(PASSAGE SHOWN)

Howard Kanovitz, a pioneer of the Photo Realism style of painting, which emerged in the 1960s as a reaction against abstraction in general and Abstract Expressionism in particular, died last Monday in Manhattan. He was 79 and lived in Southampton, N.Y.
The cause was a bacterial infection after heart surgery, said his daughter, Cleo Cook.
Rather than entirely deconstructing or obliterating the recognizable in their painted imagery, the Photo Realists sought nearly, but not quite, to recreate the real and thus suggest an ambiguity between that and what is imagined. They drew on actual photographs as research for their paintings, sometimes as virtual blueprints, and presented their images with photographic detail.
Mr. Kanovitz’s technique was to project photographic images onto a canvas and paint over them, allowing them to guide the work in composition and scale. Works presented in his first solo show as a Photo Realist, at the Jewish Museum in Manhattan in 1966, put him at the forefront of a movement that gathered momentum in the next several years and included Chuck Close, Ralph Goings and Richard Estes.
“His inluence was that he made working from photographs seem like a good idea,” Mr. Close said in an interview on Wednesday.

(End PASSAGE SHOWN)

**WORK TO BE COMPLETED:**
In the passage on Howard Kanovitz above, where was his first solo show as a Photo Realist held?

(DATA SUPPLIED)

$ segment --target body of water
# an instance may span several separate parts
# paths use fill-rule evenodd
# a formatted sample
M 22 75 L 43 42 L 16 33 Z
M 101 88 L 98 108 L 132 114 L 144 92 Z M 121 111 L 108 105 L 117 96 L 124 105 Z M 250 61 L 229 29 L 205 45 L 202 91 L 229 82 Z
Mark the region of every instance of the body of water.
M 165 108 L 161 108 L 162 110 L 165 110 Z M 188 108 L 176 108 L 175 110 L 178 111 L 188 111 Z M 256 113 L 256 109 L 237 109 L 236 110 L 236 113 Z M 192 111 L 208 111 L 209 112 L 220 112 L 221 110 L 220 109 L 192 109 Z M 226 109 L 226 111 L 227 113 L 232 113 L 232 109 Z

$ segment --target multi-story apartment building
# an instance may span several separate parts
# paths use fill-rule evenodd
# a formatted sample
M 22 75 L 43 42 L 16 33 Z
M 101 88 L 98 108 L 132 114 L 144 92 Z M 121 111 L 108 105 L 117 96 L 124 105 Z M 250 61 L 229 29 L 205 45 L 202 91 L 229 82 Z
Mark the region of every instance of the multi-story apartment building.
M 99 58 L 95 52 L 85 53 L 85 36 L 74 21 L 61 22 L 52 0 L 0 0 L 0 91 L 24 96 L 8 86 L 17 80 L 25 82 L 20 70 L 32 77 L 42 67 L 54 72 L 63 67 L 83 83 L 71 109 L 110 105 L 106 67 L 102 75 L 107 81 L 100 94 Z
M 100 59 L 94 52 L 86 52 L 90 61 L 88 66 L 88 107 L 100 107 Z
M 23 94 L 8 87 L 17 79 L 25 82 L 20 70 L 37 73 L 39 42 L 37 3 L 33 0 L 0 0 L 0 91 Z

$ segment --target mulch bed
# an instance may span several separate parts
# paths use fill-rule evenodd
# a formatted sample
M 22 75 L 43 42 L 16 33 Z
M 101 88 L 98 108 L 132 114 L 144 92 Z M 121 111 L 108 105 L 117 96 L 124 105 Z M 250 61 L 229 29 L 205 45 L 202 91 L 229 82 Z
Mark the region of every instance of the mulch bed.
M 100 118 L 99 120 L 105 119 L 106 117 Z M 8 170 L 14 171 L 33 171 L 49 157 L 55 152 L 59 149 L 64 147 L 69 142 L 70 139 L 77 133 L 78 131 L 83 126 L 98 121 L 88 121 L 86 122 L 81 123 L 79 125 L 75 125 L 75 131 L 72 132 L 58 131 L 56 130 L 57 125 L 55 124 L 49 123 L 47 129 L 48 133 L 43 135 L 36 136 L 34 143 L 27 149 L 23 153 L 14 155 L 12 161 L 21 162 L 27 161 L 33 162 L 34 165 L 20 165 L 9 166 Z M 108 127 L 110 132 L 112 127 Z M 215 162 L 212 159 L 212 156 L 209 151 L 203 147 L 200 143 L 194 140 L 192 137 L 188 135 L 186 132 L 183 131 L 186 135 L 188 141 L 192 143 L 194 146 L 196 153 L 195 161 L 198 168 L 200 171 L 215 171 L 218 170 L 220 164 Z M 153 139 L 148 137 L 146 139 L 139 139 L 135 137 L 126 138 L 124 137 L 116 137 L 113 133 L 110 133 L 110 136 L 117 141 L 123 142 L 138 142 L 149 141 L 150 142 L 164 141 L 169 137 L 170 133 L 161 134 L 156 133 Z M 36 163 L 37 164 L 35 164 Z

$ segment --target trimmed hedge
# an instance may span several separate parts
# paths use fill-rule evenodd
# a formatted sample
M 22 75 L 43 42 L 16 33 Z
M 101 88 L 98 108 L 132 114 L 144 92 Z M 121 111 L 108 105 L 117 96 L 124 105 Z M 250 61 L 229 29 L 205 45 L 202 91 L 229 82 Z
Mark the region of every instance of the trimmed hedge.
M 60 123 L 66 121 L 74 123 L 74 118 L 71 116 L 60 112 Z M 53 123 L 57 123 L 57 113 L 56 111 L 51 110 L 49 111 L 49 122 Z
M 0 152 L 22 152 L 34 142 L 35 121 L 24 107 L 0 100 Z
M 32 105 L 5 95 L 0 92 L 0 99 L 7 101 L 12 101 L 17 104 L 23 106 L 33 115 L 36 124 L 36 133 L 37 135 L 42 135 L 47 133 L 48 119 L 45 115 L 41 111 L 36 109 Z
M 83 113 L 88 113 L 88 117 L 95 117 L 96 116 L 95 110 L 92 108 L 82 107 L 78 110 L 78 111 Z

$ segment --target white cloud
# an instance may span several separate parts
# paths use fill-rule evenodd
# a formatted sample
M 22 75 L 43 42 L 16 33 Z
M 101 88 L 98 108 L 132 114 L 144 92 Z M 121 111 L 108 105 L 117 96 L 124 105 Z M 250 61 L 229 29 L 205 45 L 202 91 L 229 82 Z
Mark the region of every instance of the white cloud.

(End DATA SUPPLIED)

**SOLUTION BELOW:**
At the Jewish Museum in Manhattan, in 1966.